--- Stated exercise 1 ---
In the listing below, express the part that opens with the line containing "Field-scouting request: tag every instance of the red object" and runs through the end of the listing as a numbered list, leaving out blank lines.

****

We have a history of operating losses and negative cash flow. We currently have no operations and we intend to seek, investigate and, if such investigation warrants, engage in a business combination with a private entity whose business presents an opportunity for our shareholders.
These conditions raise substantial doubt over the Company’s ability to meet all of its obligations over the twelve months following the filing of this Form 10-K. Management has evaluated these conditions and concluded that current plans will alleviate this concern. As of May 31, 2018, the only liabilities were accounts payable, accrued expenses and advances from a shareholder. The shareholder has agreed to continue to fund operating expenses and not to demand repayment of prior advances at least until July 31, 2019.
There are no reportable business segments.
Management has evaluated all activity and concluded that no subsequent events have occurred that would require recognition in the consolidated financial statements or disclosure in the notes to the consolidated financial statements.

****

--- Stated exercise 2 ---
Name every liability that the 10-K extract says the company had as of May 31, 2018.

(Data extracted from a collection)

****

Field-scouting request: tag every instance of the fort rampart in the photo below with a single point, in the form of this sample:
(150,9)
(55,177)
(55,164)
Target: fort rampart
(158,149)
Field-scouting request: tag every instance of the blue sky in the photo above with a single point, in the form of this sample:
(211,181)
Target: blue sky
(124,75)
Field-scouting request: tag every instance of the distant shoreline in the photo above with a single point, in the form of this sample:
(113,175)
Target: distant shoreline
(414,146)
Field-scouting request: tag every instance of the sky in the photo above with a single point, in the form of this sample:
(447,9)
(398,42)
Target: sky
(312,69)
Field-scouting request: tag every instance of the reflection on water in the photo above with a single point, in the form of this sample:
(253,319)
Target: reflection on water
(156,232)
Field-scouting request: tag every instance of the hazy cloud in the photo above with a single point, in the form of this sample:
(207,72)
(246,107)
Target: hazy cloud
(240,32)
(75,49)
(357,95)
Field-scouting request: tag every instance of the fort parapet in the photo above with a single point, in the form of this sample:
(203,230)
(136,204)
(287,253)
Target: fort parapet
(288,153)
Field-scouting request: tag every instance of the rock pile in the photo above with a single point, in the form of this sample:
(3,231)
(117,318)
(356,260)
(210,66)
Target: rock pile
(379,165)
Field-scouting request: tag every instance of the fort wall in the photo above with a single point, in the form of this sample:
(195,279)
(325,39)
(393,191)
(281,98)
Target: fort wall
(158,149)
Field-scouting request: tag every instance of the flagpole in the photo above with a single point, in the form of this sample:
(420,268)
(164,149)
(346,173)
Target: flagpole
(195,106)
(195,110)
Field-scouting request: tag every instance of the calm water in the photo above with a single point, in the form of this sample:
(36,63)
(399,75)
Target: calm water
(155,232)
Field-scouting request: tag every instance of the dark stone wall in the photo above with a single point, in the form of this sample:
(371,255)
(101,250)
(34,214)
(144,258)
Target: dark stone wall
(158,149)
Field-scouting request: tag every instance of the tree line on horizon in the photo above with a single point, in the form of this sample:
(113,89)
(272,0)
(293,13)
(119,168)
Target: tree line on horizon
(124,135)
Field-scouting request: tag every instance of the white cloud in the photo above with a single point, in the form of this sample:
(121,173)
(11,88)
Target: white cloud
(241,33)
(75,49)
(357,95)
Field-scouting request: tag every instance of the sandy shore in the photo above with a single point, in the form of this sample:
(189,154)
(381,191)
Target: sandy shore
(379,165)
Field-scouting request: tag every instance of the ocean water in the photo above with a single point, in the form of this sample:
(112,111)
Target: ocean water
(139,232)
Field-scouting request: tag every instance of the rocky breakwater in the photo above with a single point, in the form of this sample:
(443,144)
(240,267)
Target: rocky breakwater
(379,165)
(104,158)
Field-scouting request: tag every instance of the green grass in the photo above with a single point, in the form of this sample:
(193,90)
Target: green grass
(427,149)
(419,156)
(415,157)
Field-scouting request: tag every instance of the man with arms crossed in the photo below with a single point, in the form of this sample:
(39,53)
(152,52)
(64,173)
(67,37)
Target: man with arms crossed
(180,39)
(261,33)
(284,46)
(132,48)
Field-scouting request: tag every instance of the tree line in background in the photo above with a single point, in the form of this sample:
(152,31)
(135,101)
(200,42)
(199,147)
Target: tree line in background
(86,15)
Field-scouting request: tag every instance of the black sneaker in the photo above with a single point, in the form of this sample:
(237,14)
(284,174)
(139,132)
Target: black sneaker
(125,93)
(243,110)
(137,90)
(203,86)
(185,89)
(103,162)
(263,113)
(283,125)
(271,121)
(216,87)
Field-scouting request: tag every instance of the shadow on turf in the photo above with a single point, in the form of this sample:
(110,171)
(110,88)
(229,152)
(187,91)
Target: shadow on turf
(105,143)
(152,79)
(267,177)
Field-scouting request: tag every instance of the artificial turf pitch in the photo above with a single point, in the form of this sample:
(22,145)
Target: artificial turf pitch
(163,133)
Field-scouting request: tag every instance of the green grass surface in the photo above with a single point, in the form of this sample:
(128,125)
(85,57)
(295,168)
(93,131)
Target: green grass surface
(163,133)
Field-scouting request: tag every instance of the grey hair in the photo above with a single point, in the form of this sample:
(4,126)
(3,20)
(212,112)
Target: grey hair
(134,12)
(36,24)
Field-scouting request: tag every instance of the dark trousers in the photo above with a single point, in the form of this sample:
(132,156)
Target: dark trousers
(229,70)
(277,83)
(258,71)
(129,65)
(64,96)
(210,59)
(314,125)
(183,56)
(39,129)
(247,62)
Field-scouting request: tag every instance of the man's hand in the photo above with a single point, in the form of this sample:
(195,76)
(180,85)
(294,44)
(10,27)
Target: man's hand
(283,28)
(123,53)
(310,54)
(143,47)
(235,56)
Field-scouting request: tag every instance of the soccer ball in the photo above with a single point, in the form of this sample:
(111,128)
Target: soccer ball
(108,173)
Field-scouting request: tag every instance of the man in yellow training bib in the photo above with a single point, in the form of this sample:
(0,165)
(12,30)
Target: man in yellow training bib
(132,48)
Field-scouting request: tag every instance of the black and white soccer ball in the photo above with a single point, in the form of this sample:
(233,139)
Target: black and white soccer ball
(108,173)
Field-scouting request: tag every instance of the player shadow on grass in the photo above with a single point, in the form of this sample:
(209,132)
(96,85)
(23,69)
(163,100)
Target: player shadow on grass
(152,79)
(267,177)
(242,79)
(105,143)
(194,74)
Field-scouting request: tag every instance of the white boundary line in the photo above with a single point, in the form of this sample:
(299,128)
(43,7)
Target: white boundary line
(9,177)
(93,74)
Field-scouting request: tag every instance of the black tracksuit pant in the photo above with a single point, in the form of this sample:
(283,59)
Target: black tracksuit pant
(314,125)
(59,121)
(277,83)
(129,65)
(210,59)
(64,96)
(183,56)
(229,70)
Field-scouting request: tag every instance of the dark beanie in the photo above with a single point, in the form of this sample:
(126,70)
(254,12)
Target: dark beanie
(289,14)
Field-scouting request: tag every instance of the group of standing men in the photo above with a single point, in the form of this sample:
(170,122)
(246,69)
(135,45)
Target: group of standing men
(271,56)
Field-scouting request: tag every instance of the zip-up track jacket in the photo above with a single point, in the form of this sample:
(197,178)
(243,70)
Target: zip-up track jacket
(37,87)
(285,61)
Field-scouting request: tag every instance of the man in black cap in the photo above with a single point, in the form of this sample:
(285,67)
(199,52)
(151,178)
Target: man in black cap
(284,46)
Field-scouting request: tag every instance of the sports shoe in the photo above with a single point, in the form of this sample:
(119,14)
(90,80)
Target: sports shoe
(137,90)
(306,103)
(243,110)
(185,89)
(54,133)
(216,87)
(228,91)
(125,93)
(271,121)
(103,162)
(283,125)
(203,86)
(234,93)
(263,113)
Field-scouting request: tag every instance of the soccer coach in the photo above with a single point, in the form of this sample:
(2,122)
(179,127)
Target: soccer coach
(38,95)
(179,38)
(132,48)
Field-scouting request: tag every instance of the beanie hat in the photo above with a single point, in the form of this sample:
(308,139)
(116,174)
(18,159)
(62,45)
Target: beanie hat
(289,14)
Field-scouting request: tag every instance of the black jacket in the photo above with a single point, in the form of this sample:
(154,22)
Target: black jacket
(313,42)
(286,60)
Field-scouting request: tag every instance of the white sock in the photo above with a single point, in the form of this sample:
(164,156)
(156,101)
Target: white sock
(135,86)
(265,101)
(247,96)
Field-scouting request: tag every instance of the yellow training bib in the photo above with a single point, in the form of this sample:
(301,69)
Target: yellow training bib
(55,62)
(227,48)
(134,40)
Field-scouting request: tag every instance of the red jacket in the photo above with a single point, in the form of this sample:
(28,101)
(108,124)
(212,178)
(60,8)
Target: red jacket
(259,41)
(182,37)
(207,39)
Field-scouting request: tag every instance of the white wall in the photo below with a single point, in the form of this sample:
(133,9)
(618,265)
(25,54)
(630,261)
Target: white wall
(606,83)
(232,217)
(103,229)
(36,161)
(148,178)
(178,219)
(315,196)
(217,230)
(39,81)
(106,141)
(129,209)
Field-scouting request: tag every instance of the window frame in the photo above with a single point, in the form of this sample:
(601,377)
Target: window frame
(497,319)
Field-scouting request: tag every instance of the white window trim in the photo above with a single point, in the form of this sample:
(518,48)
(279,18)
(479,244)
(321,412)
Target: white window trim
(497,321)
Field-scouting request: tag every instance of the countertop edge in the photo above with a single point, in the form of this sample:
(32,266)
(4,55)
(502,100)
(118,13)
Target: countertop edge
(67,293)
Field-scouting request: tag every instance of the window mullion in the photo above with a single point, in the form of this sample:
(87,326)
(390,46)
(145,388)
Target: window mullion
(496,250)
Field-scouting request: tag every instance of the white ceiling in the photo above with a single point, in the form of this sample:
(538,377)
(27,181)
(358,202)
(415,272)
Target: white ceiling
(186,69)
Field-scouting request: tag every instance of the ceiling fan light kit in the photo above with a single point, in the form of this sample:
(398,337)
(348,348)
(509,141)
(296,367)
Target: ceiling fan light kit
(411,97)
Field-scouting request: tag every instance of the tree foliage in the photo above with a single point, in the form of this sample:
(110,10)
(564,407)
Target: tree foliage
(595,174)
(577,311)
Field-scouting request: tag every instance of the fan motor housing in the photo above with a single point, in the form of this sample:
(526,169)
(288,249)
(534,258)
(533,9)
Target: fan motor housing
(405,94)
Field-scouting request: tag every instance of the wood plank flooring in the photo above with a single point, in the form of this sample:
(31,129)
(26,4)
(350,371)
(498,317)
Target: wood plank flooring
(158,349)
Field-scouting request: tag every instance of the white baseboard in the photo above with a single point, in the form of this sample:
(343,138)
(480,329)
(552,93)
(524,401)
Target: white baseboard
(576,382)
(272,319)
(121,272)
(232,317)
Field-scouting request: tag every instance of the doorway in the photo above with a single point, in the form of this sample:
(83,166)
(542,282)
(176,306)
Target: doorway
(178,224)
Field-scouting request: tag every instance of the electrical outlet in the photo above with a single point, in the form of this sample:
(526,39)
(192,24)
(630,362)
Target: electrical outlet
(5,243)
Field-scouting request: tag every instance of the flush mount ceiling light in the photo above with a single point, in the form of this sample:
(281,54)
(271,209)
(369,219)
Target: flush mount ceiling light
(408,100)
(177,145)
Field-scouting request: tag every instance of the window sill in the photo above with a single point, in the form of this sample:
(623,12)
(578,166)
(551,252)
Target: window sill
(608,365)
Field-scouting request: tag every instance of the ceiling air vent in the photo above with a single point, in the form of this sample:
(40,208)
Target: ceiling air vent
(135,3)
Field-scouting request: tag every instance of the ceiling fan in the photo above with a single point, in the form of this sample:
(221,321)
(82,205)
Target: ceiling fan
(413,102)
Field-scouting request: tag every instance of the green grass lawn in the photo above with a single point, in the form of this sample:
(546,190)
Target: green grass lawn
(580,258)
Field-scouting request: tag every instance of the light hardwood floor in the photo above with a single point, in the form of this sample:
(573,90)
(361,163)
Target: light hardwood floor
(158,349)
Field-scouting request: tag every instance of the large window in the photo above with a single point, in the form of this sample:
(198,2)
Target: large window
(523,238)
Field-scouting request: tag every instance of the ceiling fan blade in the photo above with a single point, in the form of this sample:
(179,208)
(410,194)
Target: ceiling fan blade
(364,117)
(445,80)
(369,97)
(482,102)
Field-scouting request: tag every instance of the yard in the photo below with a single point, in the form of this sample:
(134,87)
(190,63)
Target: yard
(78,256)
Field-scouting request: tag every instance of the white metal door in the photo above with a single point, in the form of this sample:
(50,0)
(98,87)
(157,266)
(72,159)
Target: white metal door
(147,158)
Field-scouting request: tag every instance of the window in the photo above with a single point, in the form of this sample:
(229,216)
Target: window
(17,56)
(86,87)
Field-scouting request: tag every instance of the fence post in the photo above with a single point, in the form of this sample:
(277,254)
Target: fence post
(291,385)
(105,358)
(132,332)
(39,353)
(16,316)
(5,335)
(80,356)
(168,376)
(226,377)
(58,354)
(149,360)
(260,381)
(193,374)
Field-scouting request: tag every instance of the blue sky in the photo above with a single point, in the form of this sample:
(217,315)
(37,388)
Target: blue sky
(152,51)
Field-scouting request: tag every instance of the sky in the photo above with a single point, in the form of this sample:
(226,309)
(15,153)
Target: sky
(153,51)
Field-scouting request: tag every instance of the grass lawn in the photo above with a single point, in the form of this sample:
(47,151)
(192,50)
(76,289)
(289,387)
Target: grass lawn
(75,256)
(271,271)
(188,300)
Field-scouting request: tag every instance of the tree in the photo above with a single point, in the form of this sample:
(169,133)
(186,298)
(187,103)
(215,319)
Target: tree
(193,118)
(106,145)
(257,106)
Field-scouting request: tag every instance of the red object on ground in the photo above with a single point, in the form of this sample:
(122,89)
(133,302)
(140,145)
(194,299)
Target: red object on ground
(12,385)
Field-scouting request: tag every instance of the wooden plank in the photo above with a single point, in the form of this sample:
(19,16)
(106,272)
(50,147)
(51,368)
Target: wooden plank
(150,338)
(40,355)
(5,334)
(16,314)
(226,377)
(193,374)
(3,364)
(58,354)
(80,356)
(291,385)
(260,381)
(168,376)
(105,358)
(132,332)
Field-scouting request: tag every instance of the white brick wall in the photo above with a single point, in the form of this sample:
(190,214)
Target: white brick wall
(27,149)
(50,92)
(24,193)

****

--- Written answer 1 ---
1. Field-scouting request: tag every instance of the red object on ground in the photo above with a single point, in the form of this sample:
2. (122,89)
3. (133,302)
4. (140,145)
5. (194,299)
6. Target: red object on ground
7. (12,385)
8. Field-scouting request: tag every instance of the wooden plank in the photo above with a single point, in the form of this sample:
9. (19,16)
10. (106,272)
11. (50,147)
12. (51,368)
13. Target: wooden plank
14. (150,338)
15. (40,355)
16. (5,334)
17. (16,314)
18. (226,377)
19. (193,374)
20. (3,364)
21. (58,354)
22. (80,356)
23. (291,385)
24. (260,381)
25. (168,376)
26. (105,358)
27. (132,332)
28. Field-scouting request: tag every instance of the white brick wall in the photo above with a single point, in the form of this sample:
29. (190,214)
30. Target: white brick wall
31. (27,149)
32. (50,92)
33. (24,193)

--- Written answer 2 ---
Accounts payable, accrued expenses, and advances from a shareholder.